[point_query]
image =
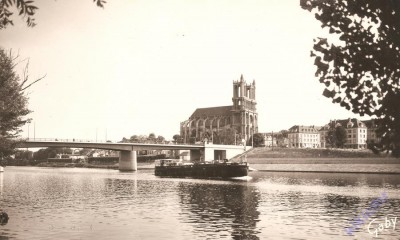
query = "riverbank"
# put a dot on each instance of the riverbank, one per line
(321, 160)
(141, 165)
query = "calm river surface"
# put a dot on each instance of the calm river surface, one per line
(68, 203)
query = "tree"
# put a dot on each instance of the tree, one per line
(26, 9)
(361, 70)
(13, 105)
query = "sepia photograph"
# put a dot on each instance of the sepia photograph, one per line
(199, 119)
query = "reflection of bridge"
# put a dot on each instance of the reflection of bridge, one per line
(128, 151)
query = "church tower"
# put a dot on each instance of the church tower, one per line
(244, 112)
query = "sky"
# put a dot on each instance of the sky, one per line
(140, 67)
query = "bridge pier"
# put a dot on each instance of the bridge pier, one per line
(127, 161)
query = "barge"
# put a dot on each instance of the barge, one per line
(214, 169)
---*---
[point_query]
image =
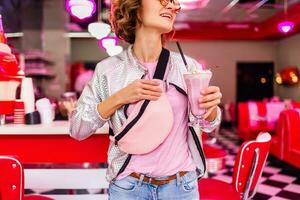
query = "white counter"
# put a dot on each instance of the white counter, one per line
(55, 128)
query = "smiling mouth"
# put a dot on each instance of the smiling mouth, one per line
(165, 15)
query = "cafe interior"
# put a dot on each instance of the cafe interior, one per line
---*---
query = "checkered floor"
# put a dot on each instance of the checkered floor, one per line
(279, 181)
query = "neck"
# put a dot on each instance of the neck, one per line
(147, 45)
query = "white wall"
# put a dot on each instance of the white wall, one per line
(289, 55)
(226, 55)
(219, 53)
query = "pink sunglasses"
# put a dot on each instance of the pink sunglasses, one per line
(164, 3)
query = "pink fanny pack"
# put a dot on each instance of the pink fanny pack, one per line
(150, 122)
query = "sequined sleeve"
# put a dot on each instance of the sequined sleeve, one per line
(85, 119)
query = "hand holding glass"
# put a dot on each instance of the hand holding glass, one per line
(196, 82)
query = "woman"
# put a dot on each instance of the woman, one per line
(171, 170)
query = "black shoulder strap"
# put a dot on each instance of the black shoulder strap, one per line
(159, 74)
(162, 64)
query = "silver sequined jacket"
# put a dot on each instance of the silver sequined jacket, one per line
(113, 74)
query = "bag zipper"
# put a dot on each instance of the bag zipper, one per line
---*---
The expected answer is a copy of each line in the listing above that contains "interior".

query = "cafe interior"
# put a dot on each instance of the cafe interior, one per line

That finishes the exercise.